**** Task material

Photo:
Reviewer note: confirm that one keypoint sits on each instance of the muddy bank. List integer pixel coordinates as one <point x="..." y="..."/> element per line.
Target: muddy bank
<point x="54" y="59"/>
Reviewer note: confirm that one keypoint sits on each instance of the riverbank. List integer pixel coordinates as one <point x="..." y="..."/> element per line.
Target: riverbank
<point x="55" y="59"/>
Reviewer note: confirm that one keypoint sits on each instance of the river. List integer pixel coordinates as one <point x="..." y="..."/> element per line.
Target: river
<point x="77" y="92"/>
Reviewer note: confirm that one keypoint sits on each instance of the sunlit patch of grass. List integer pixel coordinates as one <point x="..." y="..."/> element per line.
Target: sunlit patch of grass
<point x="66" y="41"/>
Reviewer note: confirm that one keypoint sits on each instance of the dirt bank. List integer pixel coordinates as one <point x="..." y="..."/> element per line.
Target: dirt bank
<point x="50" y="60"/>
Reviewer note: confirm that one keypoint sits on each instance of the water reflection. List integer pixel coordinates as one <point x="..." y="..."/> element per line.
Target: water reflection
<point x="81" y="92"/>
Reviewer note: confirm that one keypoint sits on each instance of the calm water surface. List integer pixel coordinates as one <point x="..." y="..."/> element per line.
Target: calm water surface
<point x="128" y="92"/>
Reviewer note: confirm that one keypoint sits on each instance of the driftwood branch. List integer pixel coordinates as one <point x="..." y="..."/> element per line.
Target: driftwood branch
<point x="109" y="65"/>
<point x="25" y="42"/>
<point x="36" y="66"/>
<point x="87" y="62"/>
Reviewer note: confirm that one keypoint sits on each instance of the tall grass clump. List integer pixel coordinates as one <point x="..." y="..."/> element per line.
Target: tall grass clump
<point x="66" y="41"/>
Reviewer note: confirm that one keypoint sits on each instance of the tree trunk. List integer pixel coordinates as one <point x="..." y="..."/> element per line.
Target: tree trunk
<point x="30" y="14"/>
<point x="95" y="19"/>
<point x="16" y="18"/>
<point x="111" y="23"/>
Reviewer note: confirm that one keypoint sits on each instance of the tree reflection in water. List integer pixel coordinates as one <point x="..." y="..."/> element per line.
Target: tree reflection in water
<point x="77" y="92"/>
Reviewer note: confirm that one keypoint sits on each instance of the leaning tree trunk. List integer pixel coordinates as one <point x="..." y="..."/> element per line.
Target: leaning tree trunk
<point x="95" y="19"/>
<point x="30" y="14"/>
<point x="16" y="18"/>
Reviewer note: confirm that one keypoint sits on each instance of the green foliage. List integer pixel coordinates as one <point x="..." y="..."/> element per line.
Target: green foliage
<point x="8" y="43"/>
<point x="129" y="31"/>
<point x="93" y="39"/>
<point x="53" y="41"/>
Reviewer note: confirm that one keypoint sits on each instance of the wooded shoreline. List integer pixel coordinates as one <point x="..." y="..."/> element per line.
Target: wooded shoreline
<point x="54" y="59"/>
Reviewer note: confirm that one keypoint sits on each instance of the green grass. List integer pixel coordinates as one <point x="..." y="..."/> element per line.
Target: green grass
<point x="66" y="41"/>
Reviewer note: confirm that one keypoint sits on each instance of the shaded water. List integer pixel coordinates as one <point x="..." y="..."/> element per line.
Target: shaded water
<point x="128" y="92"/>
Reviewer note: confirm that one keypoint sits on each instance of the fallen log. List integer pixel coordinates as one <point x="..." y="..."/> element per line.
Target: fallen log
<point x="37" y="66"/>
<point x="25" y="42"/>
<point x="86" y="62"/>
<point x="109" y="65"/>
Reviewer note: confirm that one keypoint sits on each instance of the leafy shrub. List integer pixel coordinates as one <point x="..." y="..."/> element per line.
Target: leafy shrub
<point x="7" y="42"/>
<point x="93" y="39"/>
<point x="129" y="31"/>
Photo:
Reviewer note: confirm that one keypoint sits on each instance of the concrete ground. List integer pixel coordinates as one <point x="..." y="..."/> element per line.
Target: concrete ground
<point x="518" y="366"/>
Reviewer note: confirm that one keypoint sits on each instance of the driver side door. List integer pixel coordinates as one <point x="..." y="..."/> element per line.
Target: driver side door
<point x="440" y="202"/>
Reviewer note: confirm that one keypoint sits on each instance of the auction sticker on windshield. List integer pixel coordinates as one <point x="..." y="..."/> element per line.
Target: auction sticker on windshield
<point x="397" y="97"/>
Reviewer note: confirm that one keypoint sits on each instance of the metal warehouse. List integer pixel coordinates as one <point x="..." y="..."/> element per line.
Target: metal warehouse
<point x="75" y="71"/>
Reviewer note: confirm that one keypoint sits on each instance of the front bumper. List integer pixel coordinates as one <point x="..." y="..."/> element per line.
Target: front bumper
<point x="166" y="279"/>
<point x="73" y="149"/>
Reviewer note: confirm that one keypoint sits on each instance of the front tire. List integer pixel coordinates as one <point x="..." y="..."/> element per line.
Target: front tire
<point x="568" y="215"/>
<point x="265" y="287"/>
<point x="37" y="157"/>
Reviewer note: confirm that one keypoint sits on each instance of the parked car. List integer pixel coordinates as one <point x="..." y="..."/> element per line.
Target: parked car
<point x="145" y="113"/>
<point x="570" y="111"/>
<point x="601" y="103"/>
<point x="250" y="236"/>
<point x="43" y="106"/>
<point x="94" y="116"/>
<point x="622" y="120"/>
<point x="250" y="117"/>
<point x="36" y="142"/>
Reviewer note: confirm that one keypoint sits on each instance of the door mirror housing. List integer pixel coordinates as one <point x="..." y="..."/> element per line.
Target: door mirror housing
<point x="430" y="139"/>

********

* **Task prompt**:
Retype all the records, matching them exactly.

* **Solution for this task**:
Photo:
Reviewer note: confirm that one keypoint sits on each instance of the muddy bank. List integer pixel coordinates as one <point x="..." y="..."/> element per line.
Target: muddy bank
<point x="54" y="59"/>
Reviewer note: confirm that one keypoint sits on each instance of the riverbank. List integer pixel coordinates as one <point x="..." y="..."/> element per line.
Target: riverbank
<point x="55" y="59"/>
Reviewer note: confirm that one keypoint sits on each instance of the river. List integer pixel coordinates as one <point x="..." y="..."/> element per line.
Target: river
<point x="77" y="92"/>
Reviewer note: confirm that one keypoint sits on each instance of the sunlit patch of grass. List integer pixel coordinates as one <point x="..." y="..."/> element per line.
Target: sunlit patch of grass
<point x="66" y="41"/>
Reviewer note: confirm that one keypoint sits on each instance of the dirt bank. List integer pixel coordinates as one <point x="..." y="..."/> element per line.
Target: dirt bank
<point x="50" y="60"/>
Reviewer note: confirm that one keypoint sits on each instance of the water reflection. List integer pixel coordinates as one <point x="..." y="..."/> element per line.
Target: water reflection
<point x="81" y="92"/>
Reviewer note: confirm that one keypoint sits on each instance of the calm water surface. List integer pixel coordinates as one <point x="..." y="..."/> element per line.
Target: calm water surface
<point x="128" y="92"/>
Reviewer note: confirm that one keypoint sits on each instance of the driftwood branch. List integer pixel coordinates as one <point x="..." y="..."/> element per line.
Target: driftwood branch
<point x="109" y="65"/>
<point x="25" y="42"/>
<point x="36" y="66"/>
<point x="87" y="62"/>
Reviewer note: confirm that one keypoint sits on each instance of the tall grass clump. List integer pixel coordinates as one <point x="..." y="..."/> element per line.
Target: tall grass clump
<point x="66" y="41"/>
Reviewer note: confirm that one keypoint sits on each instance of the tree trunk. List integer pixel coordinates as one <point x="..." y="..."/> element per line.
Target: tree trunk
<point x="30" y="14"/>
<point x="95" y="19"/>
<point x="16" y="18"/>
<point x="111" y="23"/>
Reviewer note: confirm that one keypoint sits on each instance of the tree reflection in water. List integer pixel coordinates as one <point x="..." y="..."/> element per line.
Target: tree reflection in water
<point x="77" y="92"/>
Reviewer note: confirm that one keypoint sits on each instance of the leaning tree trunk. List integer pixel coordinates as one <point x="..." y="..."/> element per line.
Target: leaning tree trunk
<point x="95" y="19"/>
<point x="30" y="14"/>
<point x="16" y="18"/>
Reviewer note: confirm that one keypoint sits on each instance of the green foliage. List integer pixel coordinates as one <point x="..." y="..."/> element per line.
Target: green foliage
<point x="8" y="43"/>
<point x="129" y="31"/>
<point x="93" y="39"/>
<point x="53" y="41"/>
Reviewer note: confirm that one keypoint sits on each instance of the wooded shoreline. List integer pixel coordinates as one <point x="..." y="..."/> element per line.
Target: wooded shoreline
<point x="54" y="59"/>
Reviewer note: confirm that one keypoint sits on each instance of the green grass. List integer pixel coordinates as one <point x="..." y="..."/> element per line.
Target: green grass
<point x="66" y="41"/>
Reviewer note: confirm that one keypoint sits on each instance of the shaded water. List integer pixel coordinates as one <point x="..." y="..."/> element per line.
Target: shaded water
<point x="128" y="92"/>
Reviewer note: confirm that one keypoint sits on each instance of the fallen log. List integer pixel coordinates as one <point x="..." y="..."/> element per line.
Target: fallen log
<point x="37" y="66"/>
<point x="25" y="42"/>
<point x="86" y="62"/>
<point x="109" y="65"/>
Reviewer note: confirm that one keypoint sits on each instance of the leafy shrub. List integer pixel coordinates as one <point x="..." y="..."/> element per line.
Target: leafy shrub
<point x="7" y="42"/>
<point x="93" y="39"/>
<point x="129" y="31"/>
Photo:
Reviewer note: confirm that one keypoint sits on each instance of the concrete ground. List integer pixel coordinates as one <point x="..." y="..."/> element per line.
Target: concrete ground
<point x="518" y="366"/>
Reviewer note: confirm that one keypoint sits on each instance of the driver side door. List integer pixel coordinates as one <point x="..." y="..."/> element per line.
Target: driver side door
<point x="440" y="202"/>
Reviewer note: confirm that one keypoint sits on each instance of the auction sticker on windshield. List integer pixel coordinates as one <point x="..." y="..."/> element per line.
Target: auction sticker on windshield
<point x="397" y="97"/>
Reviewer note: confirm that one keypoint sits on each instance of the metal warehouse. List integer pixel coordinates as one <point x="..." y="..."/> element per line.
Target: metal warehouse
<point x="75" y="71"/>
Reviewer note: confirm that one keypoint sits on each instance of the front bumper. List integer pixel coordinates as one <point x="..." y="..."/> element per line.
Target: front bumper
<point x="166" y="279"/>
<point x="73" y="149"/>
Reviewer note: confirm that one keypoint sits on each instance of the front tire. List integer pixel coordinates as one <point x="..." y="..."/> element per line.
Target: front tire
<point x="568" y="215"/>
<point x="265" y="287"/>
<point x="37" y="157"/>
Reviewer note: confirm that one keypoint sits on each instance of the parked car. List integer pixel coordinates as one <point x="..." y="..."/> element per line.
Target: parked car
<point x="145" y="113"/>
<point x="570" y="111"/>
<point x="601" y="103"/>
<point x="250" y="236"/>
<point x="43" y="106"/>
<point x="94" y="116"/>
<point x="622" y="120"/>
<point x="250" y="117"/>
<point x="36" y="142"/>
Reviewer note: confirm that one keypoint sits on each instance of the door mirror housing. List integer pixel coordinates as one <point x="..." y="..."/> element per line.
Target: door mirror housing
<point x="430" y="139"/>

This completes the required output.